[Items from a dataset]
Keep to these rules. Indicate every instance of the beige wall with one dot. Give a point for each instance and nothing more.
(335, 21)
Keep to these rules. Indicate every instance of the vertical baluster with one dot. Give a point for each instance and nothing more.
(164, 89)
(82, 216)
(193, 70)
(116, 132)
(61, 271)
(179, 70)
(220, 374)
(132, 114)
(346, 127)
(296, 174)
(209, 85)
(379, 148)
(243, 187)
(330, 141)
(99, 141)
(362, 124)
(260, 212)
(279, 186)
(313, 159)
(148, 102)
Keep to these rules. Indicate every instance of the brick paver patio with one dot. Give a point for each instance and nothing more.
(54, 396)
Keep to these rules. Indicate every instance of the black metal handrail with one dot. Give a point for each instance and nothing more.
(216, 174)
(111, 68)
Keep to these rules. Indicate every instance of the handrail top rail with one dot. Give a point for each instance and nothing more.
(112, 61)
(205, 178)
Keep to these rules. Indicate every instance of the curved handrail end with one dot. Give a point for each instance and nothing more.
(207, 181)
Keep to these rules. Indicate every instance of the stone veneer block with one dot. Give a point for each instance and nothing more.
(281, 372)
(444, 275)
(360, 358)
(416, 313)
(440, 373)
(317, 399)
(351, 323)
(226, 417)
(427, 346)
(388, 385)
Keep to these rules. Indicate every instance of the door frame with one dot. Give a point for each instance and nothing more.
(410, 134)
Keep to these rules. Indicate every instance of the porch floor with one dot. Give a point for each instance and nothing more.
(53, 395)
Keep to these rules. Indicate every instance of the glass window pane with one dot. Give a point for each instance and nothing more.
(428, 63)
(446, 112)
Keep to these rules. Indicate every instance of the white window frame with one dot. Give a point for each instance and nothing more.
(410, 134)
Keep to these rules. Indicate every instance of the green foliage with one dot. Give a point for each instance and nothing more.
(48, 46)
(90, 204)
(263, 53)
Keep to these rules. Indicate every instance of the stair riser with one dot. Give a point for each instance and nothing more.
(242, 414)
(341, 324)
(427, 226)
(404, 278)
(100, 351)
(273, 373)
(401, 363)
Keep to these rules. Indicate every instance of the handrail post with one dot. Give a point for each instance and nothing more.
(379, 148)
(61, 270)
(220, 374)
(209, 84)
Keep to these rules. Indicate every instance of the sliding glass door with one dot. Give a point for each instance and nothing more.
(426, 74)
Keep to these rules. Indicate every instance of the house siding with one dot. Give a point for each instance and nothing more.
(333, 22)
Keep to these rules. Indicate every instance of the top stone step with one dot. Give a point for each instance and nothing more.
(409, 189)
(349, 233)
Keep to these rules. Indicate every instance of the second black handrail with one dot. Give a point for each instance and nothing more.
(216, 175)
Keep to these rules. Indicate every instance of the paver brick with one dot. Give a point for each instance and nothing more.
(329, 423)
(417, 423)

WHAT TO PRODUCE:
Word for word, write out all of the entries.

TASK RESPONSE:
Keep to these rules. Indicate every instance of the beige wall with one dot. Give a point for each instance and nothing more.
(335, 21)
Keep to these rules. Indicate every instance of the vertical baluster with one dot. Give a point for each instance and nothing more.
(164, 89)
(82, 216)
(193, 70)
(116, 132)
(61, 271)
(179, 70)
(220, 374)
(132, 114)
(346, 127)
(296, 174)
(209, 85)
(379, 148)
(243, 187)
(330, 141)
(99, 141)
(362, 124)
(260, 212)
(279, 186)
(313, 159)
(148, 102)
Keep to these rules. Indicate every instance of the brick paver patio with one dot. Give a point for each instance and nothing more.
(54, 396)
Keep to these rules. Indicate every instance of the black metal handrail with one dot. Give a point for each instance and nothing more.
(216, 174)
(111, 68)
Keep to these rules. Indicate every instance of the handrail top rail with one dot. Give a point for each instance and nothing more.
(112, 61)
(205, 178)
Keep to these rules. Indicate every instance of the curved handrail end with one dot. Give a point for each instance and nothing more.
(207, 181)
Keep to these rules. Indicate every instance of the stone veneer block with one dot. Give a point for each instance and nothing more.
(281, 372)
(444, 275)
(360, 358)
(416, 313)
(440, 373)
(317, 399)
(351, 323)
(226, 417)
(427, 346)
(388, 385)
Keep to these rules. Indicate every instance of the door frame with one dot. Give a point for each instance and nothing more.
(410, 134)
Keep to these rules. Indicate every instance of the porch floor with one dot. Give a point for each instance and nothing more.
(53, 395)
Keep to these rules. Indicate every instance of the glass window pane with one dot. Give a point for each instance and nothing more.
(428, 63)
(446, 112)
Keep to these rules. Indicate every instance of the white window frame with one dot. Give a point for each instance and nothing more.
(410, 134)
Keep to these rules. Indicate every instance of the green foliage with one dot. Give a point for each instance and nothing more.
(48, 46)
(90, 204)
(263, 53)
Keep to these rules. Indicate every instance of the stair riser with one dot. Give a point for each instance and nothing more.
(242, 414)
(341, 324)
(427, 226)
(404, 278)
(100, 351)
(273, 373)
(401, 363)
Keep to these rules. Indicate every instance of the handrail post with one dot. Give a point for each instance and nothing more.
(379, 148)
(61, 270)
(220, 374)
(209, 84)
Keep to these rules. Indicate every instance of the sliding glass door with one dot. Give a point for each instance and nothing more.
(426, 74)
Keep to these rules. Indicate every instance of the house siding with one dot. Give a point for each instance and nothing more.
(333, 22)
Keep to these rules. Indicate every instance of the top stone step with one dot. Give a point for each instance and nothing more.
(409, 189)
(349, 233)
Keep to these rules. Indicate every instance of the second black handrail with one dot. Give a point for each instance and nothing more.
(216, 175)
Keep to these rules. Indicate every instance of the paver brick with one dot. Give a point for each instance and nothing more.
(329, 423)
(417, 423)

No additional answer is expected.